## PROVIDED RECORDS
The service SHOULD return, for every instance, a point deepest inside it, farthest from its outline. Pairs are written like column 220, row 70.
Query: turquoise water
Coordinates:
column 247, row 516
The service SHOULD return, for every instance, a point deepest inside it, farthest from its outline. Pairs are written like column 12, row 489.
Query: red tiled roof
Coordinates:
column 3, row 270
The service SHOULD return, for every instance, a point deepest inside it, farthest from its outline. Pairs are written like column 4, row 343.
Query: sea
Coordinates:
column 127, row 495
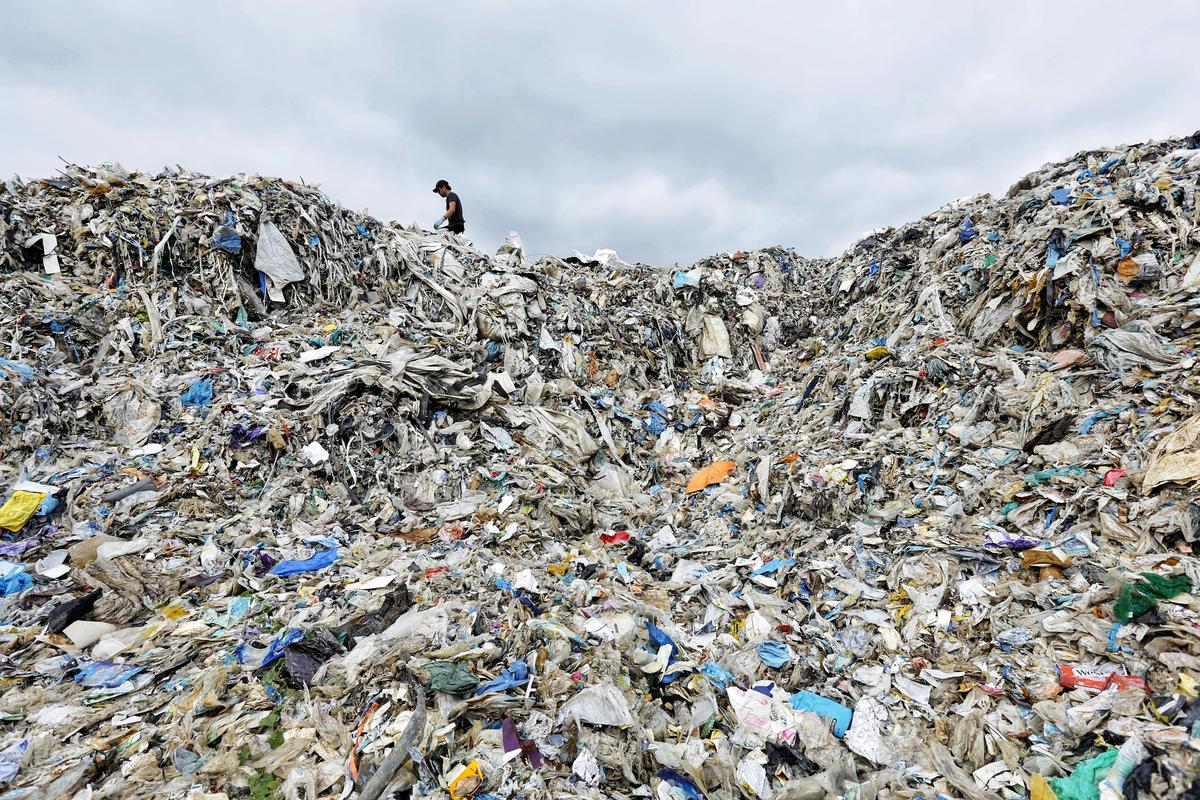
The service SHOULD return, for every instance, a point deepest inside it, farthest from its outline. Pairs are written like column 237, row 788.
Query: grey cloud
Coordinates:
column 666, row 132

## DIRECTION
Could you copy every row above word for word, leaving out the pictures?

## TASK RESPONSE
The service SHOULD return, for every instance, a point deepest inside it, farthest from its outline. Pairs are written like column 220, row 70.
Query: turquoise water
Coordinates:
column 247, row 516
The service SHOULD return, for every instance, a point deepest inside it, farthest from its outline. Pairs are written like column 12, row 489.
Query: red tiled roof
Coordinates:
column 3, row 270
The service SHOULD return, for every instance, a point deepest inside it, farthest from its outline. Pairs are written like column 4, row 343.
Query: sea
Coordinates:
column 127, row 495
The service SHOULD return, for every instance, a point deepest inside it, farthest from its outline. Pairs are written like column 237, row 788.
Query: grey cloud
Coordinates:
column 666, row 132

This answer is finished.